** Prompt **
Quote each line of the material verbatim, without the pictures.

** Dataset excerpts **
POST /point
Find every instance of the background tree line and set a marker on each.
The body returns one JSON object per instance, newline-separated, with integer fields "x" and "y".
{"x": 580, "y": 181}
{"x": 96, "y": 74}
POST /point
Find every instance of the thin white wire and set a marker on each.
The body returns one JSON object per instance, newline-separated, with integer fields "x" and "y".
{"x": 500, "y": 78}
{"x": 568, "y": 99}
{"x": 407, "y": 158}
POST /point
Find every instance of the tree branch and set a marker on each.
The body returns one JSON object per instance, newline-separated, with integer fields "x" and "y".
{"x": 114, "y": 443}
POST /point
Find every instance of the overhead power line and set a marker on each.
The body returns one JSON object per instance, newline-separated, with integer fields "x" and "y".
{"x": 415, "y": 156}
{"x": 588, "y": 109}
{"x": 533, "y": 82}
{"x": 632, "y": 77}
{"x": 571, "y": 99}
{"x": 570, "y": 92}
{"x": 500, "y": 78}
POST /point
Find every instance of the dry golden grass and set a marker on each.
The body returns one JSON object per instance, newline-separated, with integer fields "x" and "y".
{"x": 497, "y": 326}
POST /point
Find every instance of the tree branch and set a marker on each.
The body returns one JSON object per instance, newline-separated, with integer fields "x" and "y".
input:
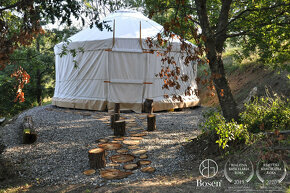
{"x": 11, "y": 6}
{"x": 249, "y": 10}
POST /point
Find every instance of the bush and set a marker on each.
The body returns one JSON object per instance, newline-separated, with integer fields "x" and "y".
{"x": 266, "y": 114}
{"x": 227, "y": 132}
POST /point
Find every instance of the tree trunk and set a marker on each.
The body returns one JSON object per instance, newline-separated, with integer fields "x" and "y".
{"x": 38, "y": 88}
{"x": 214, "y": 43}
{"x": 29, "y": 135}
{"x": 117, "y": 108}
{"x": 38, "y": 78}
{"x": 225, "y": 96}
{"x": 97, "y": 158}
{"x": 148, "y": 106}
{"x": 114, "y": 117}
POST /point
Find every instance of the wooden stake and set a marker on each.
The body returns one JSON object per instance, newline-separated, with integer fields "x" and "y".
{"x": 114, "y": 117}
{"x": 29, "y": 135}
{"x": 148, "y": 106}
{"x": 151, "y": 122}
{"x": 119, "y": 128}
{"x": 97, "y": 158}
{"x": 117, "y": 108}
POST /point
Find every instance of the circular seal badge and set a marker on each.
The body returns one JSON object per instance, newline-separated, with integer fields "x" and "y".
{"x": 271, "y": 172}
{"x": 239, "y": 170}
{"x": 208, "y": 168}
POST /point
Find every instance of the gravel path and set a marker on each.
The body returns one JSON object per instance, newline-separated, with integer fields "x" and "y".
{"x": 60, "y": 155}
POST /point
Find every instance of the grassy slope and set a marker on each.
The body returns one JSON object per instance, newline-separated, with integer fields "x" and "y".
{"x": 244, "y": 76}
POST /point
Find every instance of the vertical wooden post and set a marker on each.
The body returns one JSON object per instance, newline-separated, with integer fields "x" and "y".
{"x": 117, "y": 108}
{"x": 148, "y": 106}
{"x": 97, "y": 158}
{"x": 29, "y": 134}
{"x": 151, "y": 122}
{"x": 119, "y": 128}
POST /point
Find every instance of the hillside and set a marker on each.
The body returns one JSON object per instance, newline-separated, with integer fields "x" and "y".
{"x": 243, "y": 80}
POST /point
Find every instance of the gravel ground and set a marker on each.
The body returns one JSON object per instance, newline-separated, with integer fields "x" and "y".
{"x": 60, "y": 155}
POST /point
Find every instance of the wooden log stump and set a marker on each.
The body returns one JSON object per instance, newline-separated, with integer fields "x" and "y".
{"x": 119, "y": 128}
{"x": 148, "y": 106}
{"x": 117, "y": 108}
{"x": 97, "y": 158}
{"x": 116, "y": 116}
{"x": 151, "y": 122}
{"x": 29, "y": 135}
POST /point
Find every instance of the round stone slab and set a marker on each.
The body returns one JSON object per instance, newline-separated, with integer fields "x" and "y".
{"x": 102, "y": 140}
{"x": 133, "y": 147}
{"x": 119, "y": 138}
{"x": 122, "y": 158}
{"x": 139, "y": 152}
{"x": 130, "y": 166}
{"x": 111, "y": 174}
{"x": 138, "y": 134}
{"x": 89, "y": 172}
{"x": 110, "y": 146}
{"x": 131, "y": 142}
{"x": 144, "y": 162}
{"x": 136, "y": 138}
{"x": 122, "y": 150}
{"x": 148, "y": 170}
{"x": 143, "y": 156}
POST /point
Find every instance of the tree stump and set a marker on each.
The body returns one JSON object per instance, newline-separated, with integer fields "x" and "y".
{"x": 117, "y": 108}
{"x": 97, "y": 158}
{"x": 29, "y": 135}
{"x": 151, "y": 122}
{"x": 119, "y": 128}
{"x": 148, "y": 106}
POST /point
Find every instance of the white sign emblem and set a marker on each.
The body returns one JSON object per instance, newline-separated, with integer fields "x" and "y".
{"x": 208, "y": 168}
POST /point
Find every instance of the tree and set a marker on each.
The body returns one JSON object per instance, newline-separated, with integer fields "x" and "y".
{"x": 220, "y": 20}
{"x": 21, "y": 20}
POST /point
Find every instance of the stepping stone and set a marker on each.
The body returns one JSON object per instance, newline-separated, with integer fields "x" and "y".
{"x": 143, "y": 162}
{"x": 89, "y": 172}
{"x": 122, "y": 158}
{"x": 130, "y": 166}
{"x": 133, "y": 147}
{"x": 111, "y": 174}
{"x": 113, "y": 165}
{"x": 148, "y": 170}
{"x": 102, "y": 140}
{"x": 139, "y": 152}
{"x": 84, "y": 114}
{"x": 136, "y": 138}
{"x": 132, "y": 132}
{"x": 138, "y": 134}
{"x": 110, "y": 146}
{"x": 122, "y": 150}
{"x": 143, "y": 156}
{"x": 118, "y": 138}
{"x": 131, "y": 142}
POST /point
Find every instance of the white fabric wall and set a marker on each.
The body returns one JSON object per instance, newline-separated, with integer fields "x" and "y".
{"x": 86, "y": 81}
{"x": 126, "y": 67}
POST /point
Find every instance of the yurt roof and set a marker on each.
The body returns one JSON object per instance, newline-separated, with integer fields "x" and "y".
{"x": 127, "y": 25}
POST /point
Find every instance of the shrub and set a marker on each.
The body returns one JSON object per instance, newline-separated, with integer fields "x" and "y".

** In response **
POST /point
Find every instance of the background tree line and set a marker on each.
The body returns one JSON object per instance, newline-separated, with integer fields "x" and "y".
{"x": 580, "y": 181}
{"x": 96, "y": 74}
POST /point
Find every instance of the thin white wire and set a marker on each.
The body returns one JSON object per instance, newline-separated, with integer fields "x" and "y".
{"x": 500, "y": 78}
{"x": 568, "y": 99}
{"x": 407, "y": 158}
POST /point
Find every instance of the tree branch and set a marker on each.
The body returns one JSON object per instance, newline-separated, with integer fields "x" and "y".
{"x": 114, "y": 443}
POST /point
Find every instance of the overhead power line and set a marker on each.
The body returns one JSON object per instance, newline-separated, with integer fields "x" and "y".
{"x": 415, "y": 156}
{"x": 588, "y": 109}
{"x": 533, "y": 82}
{"x": 632, "y": 77}
{"x": 571, "y": 99}
{"x": 570, "y": 92}
{"x": 500, "y": 78}
POST /point
Find every instance of the dry golden grass and set a marker on each.
The body returns one JSON object per instance, newline-separated, with integer fields "x" and "y".
{"x": 497, "y": 326}
POST /point
Find every instance of the tree branch and set a marker on each.
The body returns one JSON object per instance, newline-separated, with integer fields "x" and "y".
input:
{"x": 11, "y": 6}
{"x": 249, "y": 10}
POST /point
Find every instance of the bush and set a marker on each.
The body returns one JSON object per instance, newline-separated, with integer fields "x" and "y".
{"x": 266, "y": 114}
{"x": 227, "y": 132}
POST /point
Find every instance of the tree trunk and set a marker on each.
The body returns one JSON object per instance, newline-separated, with integer fields "x" and "y".
{"x": 38, "y": 88}
{"x": 214, "y": 43}
{"x": 29, "y": 135}
{"x": 117, "y": 108}
{"x": 38, "y": 78}
{"x": 225, "y": 96}
{"x": 97, "y": 158}
{"x": 148, "y": 106}
{"x": 114, "y": 117}
POST /point
Find every instance of the wooden stake and set a marker on each.
The body returns one JSON object per instance, newline-separated, with integer fields "x" and "y".
{"x": 114, "y": 117}
{"x": 29, "y": 135}
{"x": 148, "y": 106}
{"x": 151, "y": 122}
{"x": 119, "y": 128}
{"x": 97, "y": 158}
{"x": 117, "y": 108}
POST /point
Find every instance of the circular seal badge and set a marker on each.
The body returns one JSON object per instance, newline-separated, with integer fields "x" and "y".
{"x": 271, "y": 172}
{"x": 239, "y": 170}
{"x": 208, "y": 168}
POST /point
Find every instance of the gravel path and set a marker on each.
The body returns one JSON object per instance, newline-separated, with integer fields "x" and "y".
{"x": 60, "y": 155}
POST /point
Find every instance of the grassy slope and set a marker on each.
The body returns one JSON object per instance, newline-separated, with integer fields "x" and "y".
{"x": 244, "y": 76}
POST /point
Find every instance of the vertical wooden post and set a marker on each.
The body returns one JSON object per instance, newline-separated, with integer fields "x" and "y".
{"x": 117, "y": 108}
{"x": 148, "y": 106}
{"x": 97, "y": 158}
{"x": 29, "y": 134}
{"x": 151, "y": 122}
{"x": 119, "y": 128}
POST /point
Find every instance of the hillside and set a marker on each.
The body returns one JSON object per instance, newline-separated, with integer fields "x" and "y".
{"x": 243, "y": 80}
POST /point
Find every instance of the gravel ground and set a marker on each.
The body returns one JSON object per instance, newline-separated, with integer fields "x" and "y".
{"x": 60, "y": 155}
POST /point
Find every instance of the wooden log stump and set a marker on each.
The body returns one JSON object per instance, newline-separated, with integer fields "x" and "y".
{"x": 119, "y": 128}
{"x": 148, "y": 106}
{"x": 117, "y": 108}
{"x": 97, "y": 158}
{"x": 116, "y": 116}
{"x": 151, "y": 122}
{"x": 29, "y": 135}
POST /point
Find every instance of the round stone slab and set a marker on each.
The body returns one JSON object per instance, newline-separated, with integer fields "x" and "y".
{"x": 102, "y": 140}
{"x": 133, "y": 147}
{"x": 119, "y": 138}
{"x": 122, "y": 158}
{"x": 139, "y": 152}
{"x": 130, "y": 166}
{"x": 111, "y": 174}
{"x": 138, "y": 134}
{"x": 89, "y": 172}
{"x": 110, "y": 146}
{"x": 131, "y": 142}
{"x": 144, "y": 162}
{"x": 136, "y": 138}
{"x": 122, "y": 150}
{"x": 148, "y": 170}
{"x": 143, "y": 156}
POST /point
Find every instance of the tree stump and set a marker on each.
The body returns one JSON object per instance, newline-separated, with integer fields "x" and "y".
{"x": 117, "y": 108}
{"x": 97, "y": 158}
{"x": 29, "y": 135}
{"x": 151, "y": 122}
{"x": 119, "y": 128}
{"x": 148, "y": 106}
POST /point
Find every instance of the white sign emblem and set a marker on each.
The body returns one JSON object per instance, newline-separated, with integer fields "x" and "y".
{"x": 208, "y": 168}
POST /point
Find every instance of the tree and set a marker on each.
The body returns one JSON object per instance, newline-separated, with integer fields "x" and "y".
{"x": 220, "y": 20}
{"x": 21, "y": 20}
POST /point
Find every instance of the stepping stone and set a marker on each.
The body returns one JSON object per instance, newline-separated, with integer fields "x" and "y".
{"x": 143, "y": 162}
{"x": 89, "y": 172}
{"x": 122, "y": 158}
{"x": 130, "y": 166}
{"x": 133, "y": 147}
{"x": 111, "y": 174}
{"x": 113, "y": 165}
{"x": 148, "y": 170}
{"x": 102, "y": 140}
{"x": 139, "y": 152}
{"x": 84, "y": 114}
{"x": 136, "y": 138}
{"x": 132, "y": 132}
{"x": 138, "y": 134}
{"x": 110, "y": 146}
{"x": 122, "y": 150}
{"x": 143, "y": 156}
{"x": 118, "y": 138}
{"x": 131, "y": 142}
POST /point
Find every instance of the white fabric wall and set a marker on each.
The body returns one JSON object per instance, newline-separated, with integer fields "x" and "y".
{"x": 86, "y": 81}
{"x": 126, "y": 67}
POST /point
Find every instance of the yurt roof and set a marker on each.
The body returns one JSON object per instance, newline-separated, with integer fields "x" and "y".
{"x": 127, "y": 25}
POST /point
Find every instance of the shrub and set a marker on each.
The body returns one JSON object per instance, newline-separated, with integer fields "x" and "y".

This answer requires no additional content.